WHAT IS EXPECTED =
Copy the RFC 2376 mailing list reply word for word, from "Apparently, Martin and" up to and including "such a solution.".

TEXT SHOWN =
— start —

[Date Prev][Date Next][Thread Prev][Thread Next][Date Index][Thread Index]

Re: Some text that may be useful for the update of RFC 2376



In message "Re: Some text that may be useful for the update of RFC 2376",
Chris Lilley wrote...
 >

 >> I think that such a transcoder is very helpful because it works for
 >> all textual formats and also because it is very efficient.
 >
 >No, it is not helpful, because it makes like a lot more difficult for
 >everyone else and leads to data corruption.

Apparently, Martin and I do not agree with you.

 >Incidentally I don't see an answer to my question about what such an
 >XML-unaweare transcoder would do when converting down from UTF-8 or UTF-16
 >to some 8-bit charset withall the unrepresentable characters. Since it
 >doesn't know XML itcan't use NCRS. What does it do, silently replace these
 >characters with question marks? And that is somehow OK? 

In the case of XML, conversion from Unicode to legacy encodings is not very 
useful.  Even when such conversion is requested, transcoders can give up 
transcoding, when they encounter something unrepresentable.


 >>  >> The charset parameter is such a solution.
 >>  >
 >>  >It is one such solution. There are better ones, and indeed a much better
 >>  >one in the XML specification.
 >> 
 >> It works only for XML.  It is not bad, when the MIME header is not available.
 >> But when it is available, we must rely on the charset parameter.
 >
 >For text/*, yes, we have to. Luckily there is application/* and model/* and
 >image/* and so forth for people using XML who care about data integrity and
 >don't want cheap text processing tools playing fast and loose with their
 >data.

I believe that "always the charset parameter" is the recommendation shown 
in RFC 2130 and the public page of W3C I18N WG.

In my message "History of the charset issue", I tried to summarize 
my understanding of the history.  I am unable to ignore the consensus 
of W3C I18N WG, W3C XML Syntax WG, and W3C XML SIG&WG, and the recommendation 
shown in RFC 2130.

 >> You are advocating different in-band encoding signatures for different
 >> formats.  I think that this is a significant burden to users and speficiation
 >> developers.
 >
 >You are advocating different out-of-band or in-band or mixed signatures for
 >different protocols.

— end —

LISTING =
— start —

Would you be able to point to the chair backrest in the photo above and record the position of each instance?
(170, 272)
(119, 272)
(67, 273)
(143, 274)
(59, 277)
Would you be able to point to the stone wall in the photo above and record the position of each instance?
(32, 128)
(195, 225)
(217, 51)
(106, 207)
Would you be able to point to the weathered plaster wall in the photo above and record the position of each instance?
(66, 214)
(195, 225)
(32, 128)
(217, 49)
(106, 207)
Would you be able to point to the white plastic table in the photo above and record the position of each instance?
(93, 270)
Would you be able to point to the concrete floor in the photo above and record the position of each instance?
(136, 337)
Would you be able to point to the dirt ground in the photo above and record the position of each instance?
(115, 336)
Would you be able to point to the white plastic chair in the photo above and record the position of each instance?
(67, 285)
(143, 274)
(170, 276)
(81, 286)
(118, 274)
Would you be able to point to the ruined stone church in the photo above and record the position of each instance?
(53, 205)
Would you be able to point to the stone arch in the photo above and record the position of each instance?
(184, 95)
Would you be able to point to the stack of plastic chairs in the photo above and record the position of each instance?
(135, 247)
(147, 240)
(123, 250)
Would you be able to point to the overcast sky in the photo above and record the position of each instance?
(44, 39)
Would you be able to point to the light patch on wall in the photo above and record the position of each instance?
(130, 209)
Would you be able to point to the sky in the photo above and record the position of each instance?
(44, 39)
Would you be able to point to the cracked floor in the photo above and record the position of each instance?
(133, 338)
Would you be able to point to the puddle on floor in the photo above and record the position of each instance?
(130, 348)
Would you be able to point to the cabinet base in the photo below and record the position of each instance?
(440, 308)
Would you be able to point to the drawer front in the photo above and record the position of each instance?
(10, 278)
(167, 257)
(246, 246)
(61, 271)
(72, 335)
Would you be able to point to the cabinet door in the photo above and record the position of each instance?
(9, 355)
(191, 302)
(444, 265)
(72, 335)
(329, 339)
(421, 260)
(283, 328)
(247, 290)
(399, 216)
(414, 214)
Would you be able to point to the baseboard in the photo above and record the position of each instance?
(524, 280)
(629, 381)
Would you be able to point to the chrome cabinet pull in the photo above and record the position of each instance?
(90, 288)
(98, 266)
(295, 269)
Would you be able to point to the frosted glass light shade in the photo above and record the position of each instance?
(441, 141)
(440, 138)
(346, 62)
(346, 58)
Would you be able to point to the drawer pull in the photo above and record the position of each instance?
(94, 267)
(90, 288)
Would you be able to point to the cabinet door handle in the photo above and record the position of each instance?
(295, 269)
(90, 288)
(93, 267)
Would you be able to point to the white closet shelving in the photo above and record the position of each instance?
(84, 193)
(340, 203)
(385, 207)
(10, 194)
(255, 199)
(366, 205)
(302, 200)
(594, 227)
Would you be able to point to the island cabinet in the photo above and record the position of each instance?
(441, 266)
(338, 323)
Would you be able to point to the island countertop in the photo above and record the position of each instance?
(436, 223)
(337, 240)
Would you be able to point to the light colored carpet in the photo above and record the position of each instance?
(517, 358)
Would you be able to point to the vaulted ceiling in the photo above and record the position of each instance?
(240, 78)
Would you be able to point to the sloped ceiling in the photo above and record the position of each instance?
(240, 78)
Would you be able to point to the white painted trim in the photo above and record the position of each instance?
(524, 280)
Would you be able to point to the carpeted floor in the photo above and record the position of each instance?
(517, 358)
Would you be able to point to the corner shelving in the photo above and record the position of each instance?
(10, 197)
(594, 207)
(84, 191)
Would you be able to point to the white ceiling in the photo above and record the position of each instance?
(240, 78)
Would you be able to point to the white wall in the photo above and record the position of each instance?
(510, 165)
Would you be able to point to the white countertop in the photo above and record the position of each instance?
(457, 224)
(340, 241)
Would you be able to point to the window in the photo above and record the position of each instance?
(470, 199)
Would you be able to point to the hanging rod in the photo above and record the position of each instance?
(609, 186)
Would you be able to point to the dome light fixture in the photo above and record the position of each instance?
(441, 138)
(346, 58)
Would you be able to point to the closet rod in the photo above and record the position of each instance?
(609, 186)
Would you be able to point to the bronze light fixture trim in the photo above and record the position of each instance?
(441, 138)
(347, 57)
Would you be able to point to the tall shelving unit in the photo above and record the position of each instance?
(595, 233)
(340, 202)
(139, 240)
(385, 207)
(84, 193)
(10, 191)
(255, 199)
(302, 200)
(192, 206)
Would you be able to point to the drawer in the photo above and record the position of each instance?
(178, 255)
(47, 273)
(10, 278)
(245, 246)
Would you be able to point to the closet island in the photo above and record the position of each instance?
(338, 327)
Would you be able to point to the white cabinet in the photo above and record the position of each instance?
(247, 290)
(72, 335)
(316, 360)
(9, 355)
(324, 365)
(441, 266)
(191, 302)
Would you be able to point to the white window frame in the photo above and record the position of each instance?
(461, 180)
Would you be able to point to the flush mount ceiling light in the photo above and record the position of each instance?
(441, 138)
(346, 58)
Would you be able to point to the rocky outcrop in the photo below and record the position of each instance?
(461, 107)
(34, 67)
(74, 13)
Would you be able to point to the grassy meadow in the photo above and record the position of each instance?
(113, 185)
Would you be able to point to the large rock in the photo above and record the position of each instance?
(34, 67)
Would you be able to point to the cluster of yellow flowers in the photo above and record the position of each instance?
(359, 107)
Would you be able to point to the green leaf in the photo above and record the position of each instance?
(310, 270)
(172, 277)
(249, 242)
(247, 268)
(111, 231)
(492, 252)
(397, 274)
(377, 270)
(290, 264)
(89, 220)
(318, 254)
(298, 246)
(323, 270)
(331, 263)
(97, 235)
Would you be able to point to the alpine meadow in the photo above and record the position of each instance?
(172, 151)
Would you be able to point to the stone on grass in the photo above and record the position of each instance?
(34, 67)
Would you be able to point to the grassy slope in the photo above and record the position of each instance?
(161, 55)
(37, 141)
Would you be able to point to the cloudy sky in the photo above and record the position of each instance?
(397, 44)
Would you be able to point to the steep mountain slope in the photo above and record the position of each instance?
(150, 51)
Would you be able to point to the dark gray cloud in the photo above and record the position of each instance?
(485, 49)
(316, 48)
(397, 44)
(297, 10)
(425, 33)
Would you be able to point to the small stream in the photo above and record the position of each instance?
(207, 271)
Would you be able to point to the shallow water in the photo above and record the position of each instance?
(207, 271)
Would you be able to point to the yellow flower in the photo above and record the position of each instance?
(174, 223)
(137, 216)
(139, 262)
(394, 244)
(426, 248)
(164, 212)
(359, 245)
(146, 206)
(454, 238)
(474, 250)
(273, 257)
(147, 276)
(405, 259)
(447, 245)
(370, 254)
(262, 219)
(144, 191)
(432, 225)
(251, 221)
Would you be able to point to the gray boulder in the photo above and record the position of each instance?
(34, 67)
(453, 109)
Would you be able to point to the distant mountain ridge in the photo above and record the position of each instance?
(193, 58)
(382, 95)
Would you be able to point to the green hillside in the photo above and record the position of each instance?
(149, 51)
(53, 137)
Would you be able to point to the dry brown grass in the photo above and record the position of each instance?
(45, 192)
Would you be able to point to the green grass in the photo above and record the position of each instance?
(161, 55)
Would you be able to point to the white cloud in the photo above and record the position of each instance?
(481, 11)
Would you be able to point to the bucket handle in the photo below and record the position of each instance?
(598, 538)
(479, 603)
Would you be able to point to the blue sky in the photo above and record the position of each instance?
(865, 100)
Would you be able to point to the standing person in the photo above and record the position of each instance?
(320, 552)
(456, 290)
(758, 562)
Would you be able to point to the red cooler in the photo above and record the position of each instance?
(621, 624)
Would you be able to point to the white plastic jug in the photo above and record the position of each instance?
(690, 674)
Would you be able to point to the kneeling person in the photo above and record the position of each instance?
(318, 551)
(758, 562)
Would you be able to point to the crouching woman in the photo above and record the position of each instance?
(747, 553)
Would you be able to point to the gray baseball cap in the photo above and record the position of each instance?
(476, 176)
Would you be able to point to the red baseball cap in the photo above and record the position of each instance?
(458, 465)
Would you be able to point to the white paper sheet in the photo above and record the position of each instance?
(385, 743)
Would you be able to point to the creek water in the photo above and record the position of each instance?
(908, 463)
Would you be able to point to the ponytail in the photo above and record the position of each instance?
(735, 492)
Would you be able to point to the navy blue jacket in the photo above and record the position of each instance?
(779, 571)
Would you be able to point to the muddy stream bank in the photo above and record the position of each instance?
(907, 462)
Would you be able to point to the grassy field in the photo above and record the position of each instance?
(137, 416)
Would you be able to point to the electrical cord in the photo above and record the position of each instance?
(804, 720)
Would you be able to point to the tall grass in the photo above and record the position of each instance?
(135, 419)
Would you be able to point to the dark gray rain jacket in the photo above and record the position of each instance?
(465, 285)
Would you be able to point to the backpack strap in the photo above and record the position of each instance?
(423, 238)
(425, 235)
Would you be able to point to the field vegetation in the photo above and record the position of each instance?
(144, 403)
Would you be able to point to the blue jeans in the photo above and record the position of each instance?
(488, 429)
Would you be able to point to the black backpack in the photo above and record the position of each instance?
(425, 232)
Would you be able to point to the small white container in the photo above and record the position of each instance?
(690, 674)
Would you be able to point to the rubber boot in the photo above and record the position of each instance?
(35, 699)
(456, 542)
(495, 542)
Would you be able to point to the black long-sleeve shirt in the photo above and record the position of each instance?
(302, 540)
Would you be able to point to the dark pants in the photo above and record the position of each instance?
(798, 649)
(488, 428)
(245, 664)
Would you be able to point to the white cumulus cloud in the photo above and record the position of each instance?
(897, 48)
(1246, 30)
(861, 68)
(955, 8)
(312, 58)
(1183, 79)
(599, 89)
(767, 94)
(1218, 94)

— end —

SOLUTION =
Apparently, Martin and I do not agree with you.

 >Incidentally I don't see an answer to my question about what such an
 >XML-unaweare transcoder would do when converting down from UTF-8 or UTF-16
 >to some 8-bit charset withall the unrepresentable characters. Since it
 >doesn't know XML itcan't use NCRS. What does it do, silently replace these
 >characters with question marks? And that is somehow OK? 

In the case of XML, conversion from Unicode to legacy encodings is not very 
useful.  Even when such conversion is requested, transcoders can give up 
transcoding, when they encounter something unrepresentable.


 >>  >> The charset parameter is such a solution.